►

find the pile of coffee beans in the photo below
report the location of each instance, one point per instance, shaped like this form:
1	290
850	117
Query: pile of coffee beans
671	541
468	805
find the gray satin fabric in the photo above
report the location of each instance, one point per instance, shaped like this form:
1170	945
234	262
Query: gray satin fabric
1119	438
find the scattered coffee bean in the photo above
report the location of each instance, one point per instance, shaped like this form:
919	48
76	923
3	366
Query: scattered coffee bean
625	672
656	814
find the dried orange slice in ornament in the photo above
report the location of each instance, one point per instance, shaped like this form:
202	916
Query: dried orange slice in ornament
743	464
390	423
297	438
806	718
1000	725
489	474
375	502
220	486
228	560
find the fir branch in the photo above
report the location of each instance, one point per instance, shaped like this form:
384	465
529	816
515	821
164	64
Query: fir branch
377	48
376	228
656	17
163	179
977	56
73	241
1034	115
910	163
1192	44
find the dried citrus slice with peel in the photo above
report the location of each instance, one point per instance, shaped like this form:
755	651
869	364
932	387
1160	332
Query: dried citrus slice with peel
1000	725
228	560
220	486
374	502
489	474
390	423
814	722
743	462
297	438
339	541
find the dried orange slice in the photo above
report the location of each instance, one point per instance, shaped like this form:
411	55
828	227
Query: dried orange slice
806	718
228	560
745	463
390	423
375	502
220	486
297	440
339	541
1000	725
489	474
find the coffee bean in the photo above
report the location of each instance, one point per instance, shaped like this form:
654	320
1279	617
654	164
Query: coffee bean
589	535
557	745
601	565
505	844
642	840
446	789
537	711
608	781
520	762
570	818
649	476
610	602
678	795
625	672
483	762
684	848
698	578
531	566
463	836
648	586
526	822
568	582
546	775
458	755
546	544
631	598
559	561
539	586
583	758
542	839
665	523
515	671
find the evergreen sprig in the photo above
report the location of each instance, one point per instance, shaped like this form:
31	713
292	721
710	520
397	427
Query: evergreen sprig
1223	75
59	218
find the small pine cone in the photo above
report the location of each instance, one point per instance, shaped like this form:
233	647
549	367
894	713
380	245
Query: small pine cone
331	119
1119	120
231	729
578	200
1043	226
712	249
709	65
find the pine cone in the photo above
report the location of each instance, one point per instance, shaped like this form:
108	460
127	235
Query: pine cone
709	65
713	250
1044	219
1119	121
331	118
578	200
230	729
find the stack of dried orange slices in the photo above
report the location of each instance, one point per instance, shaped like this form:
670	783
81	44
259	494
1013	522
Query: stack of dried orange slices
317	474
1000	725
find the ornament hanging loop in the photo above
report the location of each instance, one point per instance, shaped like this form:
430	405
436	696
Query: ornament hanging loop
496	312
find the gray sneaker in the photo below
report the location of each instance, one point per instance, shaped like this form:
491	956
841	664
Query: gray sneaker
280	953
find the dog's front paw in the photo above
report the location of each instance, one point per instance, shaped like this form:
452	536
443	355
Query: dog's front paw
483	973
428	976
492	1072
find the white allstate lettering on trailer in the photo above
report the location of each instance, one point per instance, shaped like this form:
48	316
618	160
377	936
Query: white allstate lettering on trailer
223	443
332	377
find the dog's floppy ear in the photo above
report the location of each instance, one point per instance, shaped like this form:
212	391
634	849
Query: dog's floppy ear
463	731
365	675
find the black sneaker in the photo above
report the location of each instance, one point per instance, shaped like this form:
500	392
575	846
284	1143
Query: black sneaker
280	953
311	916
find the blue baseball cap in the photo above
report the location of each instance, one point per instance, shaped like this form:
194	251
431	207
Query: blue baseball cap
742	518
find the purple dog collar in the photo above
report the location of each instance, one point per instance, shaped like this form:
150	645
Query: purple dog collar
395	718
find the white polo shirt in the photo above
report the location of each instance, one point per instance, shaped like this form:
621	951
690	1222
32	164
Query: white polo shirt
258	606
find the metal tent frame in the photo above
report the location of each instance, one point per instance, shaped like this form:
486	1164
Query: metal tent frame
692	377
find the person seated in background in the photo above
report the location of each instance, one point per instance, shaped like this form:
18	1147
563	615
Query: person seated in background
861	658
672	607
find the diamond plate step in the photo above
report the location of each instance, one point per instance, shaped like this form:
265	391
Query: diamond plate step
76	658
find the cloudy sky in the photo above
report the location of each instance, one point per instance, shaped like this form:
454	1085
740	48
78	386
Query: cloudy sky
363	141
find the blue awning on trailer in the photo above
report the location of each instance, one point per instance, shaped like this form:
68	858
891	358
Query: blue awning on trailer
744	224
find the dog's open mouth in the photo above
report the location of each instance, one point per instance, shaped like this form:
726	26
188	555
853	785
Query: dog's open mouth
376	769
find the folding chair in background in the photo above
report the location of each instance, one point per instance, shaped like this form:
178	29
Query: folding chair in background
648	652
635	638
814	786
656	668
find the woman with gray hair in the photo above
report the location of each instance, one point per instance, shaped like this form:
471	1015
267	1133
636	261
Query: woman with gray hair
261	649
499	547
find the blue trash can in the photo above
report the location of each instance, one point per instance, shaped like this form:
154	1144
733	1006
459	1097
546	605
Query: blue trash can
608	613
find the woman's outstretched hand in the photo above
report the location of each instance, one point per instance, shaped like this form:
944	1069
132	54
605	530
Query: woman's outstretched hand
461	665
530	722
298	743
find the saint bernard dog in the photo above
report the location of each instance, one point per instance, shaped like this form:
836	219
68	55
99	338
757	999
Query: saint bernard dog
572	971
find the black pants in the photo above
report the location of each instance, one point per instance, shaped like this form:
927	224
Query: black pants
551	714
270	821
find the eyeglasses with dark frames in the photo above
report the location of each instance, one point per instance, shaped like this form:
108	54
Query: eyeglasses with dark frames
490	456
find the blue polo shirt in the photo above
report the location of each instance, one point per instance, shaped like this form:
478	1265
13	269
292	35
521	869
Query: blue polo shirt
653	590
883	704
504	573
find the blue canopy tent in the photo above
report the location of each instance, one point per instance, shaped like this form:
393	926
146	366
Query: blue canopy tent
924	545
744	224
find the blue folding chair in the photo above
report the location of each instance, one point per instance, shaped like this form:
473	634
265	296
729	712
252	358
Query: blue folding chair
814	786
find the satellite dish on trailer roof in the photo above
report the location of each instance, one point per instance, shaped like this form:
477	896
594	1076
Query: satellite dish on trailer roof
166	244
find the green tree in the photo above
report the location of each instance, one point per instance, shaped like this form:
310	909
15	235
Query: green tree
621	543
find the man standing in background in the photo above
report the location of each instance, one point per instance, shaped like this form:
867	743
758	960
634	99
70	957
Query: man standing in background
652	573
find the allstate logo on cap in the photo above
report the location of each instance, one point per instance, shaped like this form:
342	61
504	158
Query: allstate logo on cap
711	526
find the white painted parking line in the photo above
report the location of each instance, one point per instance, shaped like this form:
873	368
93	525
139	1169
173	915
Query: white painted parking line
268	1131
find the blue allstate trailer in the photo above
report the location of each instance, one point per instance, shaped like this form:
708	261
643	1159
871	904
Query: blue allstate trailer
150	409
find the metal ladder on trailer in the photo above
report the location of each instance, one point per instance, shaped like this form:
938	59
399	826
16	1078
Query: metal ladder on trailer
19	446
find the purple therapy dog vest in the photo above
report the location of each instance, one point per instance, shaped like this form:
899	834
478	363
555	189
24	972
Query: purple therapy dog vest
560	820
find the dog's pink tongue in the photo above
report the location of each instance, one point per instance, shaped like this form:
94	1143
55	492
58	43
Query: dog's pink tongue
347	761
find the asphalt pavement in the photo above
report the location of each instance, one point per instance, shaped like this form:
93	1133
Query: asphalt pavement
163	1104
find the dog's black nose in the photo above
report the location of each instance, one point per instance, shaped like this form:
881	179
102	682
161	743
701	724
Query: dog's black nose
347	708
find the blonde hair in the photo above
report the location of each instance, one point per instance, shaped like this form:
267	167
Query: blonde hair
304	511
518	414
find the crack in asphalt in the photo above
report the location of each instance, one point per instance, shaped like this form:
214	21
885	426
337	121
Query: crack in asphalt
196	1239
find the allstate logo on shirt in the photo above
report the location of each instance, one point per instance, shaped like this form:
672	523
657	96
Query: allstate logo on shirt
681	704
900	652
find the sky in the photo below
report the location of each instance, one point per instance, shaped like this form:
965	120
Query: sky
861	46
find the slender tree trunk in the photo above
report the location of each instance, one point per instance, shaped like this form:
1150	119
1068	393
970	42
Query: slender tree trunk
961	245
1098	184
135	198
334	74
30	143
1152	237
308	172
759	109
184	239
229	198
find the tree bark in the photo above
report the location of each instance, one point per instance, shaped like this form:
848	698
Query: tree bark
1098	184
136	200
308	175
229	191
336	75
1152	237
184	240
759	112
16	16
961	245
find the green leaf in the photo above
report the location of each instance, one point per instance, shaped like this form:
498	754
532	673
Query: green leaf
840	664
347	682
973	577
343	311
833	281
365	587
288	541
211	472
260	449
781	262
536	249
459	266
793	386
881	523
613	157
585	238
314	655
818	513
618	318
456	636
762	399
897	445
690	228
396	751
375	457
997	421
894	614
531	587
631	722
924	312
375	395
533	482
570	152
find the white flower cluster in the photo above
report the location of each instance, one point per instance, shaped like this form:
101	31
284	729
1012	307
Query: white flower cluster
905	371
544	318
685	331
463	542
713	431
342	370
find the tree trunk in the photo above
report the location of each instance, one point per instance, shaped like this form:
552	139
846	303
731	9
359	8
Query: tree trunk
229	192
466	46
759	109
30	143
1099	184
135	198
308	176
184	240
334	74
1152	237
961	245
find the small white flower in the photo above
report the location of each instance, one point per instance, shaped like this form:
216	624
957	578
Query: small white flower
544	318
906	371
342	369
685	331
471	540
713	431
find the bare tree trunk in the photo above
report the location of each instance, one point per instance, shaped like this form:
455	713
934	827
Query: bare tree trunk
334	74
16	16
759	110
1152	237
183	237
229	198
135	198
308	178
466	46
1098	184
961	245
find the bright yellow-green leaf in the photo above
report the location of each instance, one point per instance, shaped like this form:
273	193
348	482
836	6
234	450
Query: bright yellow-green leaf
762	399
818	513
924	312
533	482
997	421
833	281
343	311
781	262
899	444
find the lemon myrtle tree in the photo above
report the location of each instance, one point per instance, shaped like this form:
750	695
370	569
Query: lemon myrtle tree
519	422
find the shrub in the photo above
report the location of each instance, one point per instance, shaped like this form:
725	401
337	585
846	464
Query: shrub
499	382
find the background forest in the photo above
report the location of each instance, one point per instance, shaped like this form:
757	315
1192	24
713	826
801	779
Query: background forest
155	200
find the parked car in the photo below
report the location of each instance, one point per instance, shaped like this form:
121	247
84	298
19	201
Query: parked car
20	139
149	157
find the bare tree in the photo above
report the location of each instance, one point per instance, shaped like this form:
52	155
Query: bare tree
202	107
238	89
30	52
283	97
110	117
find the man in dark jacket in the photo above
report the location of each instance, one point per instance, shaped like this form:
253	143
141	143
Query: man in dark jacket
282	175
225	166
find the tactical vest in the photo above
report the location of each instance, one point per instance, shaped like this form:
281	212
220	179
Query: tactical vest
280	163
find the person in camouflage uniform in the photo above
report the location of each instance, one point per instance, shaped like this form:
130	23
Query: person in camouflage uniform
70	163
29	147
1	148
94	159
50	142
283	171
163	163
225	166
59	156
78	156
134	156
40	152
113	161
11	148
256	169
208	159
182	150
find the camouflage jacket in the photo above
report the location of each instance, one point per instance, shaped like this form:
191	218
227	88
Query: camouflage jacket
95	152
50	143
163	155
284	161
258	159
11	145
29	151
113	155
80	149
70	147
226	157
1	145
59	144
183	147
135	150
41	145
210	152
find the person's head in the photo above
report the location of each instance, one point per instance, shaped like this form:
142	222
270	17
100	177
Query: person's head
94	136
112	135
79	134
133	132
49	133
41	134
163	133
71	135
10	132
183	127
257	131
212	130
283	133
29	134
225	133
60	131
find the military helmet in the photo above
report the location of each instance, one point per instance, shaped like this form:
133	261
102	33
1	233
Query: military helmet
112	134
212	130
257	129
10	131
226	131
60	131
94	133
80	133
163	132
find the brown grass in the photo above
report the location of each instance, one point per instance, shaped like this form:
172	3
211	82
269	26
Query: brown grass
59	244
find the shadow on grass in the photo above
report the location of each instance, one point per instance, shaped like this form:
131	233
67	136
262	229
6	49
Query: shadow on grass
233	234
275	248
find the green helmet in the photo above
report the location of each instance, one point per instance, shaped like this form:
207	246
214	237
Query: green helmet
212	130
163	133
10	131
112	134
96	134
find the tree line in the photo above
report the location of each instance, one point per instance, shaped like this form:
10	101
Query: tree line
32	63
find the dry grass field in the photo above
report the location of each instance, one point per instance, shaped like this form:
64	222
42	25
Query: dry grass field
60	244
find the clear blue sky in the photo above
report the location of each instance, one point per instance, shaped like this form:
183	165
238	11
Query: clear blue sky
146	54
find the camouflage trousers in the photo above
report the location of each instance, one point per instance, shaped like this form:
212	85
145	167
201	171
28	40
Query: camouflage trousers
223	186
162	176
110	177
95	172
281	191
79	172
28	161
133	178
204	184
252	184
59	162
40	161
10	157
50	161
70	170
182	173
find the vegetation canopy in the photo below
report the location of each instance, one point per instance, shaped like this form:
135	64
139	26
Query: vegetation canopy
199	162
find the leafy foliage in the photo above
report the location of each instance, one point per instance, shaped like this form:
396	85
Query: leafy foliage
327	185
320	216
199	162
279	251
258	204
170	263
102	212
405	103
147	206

◄

- **Required action**:
All that is wanted is the stretch of lines above from the one containing "find the fir branch in the photo above" through the one containing "find the dried citrus", duplicated exactly.

- **Output for this task**:
find the fir branch in the photo above
report the location of each instance, one point per instance, shaped like this form:
384	465
529	816
515	821
164	64
Query: fir branch
377	48
376	228
656	17
163	179
977	56
73	241
1034	115
910	163
1192	44
find the dried citrus slice with peel in the photo above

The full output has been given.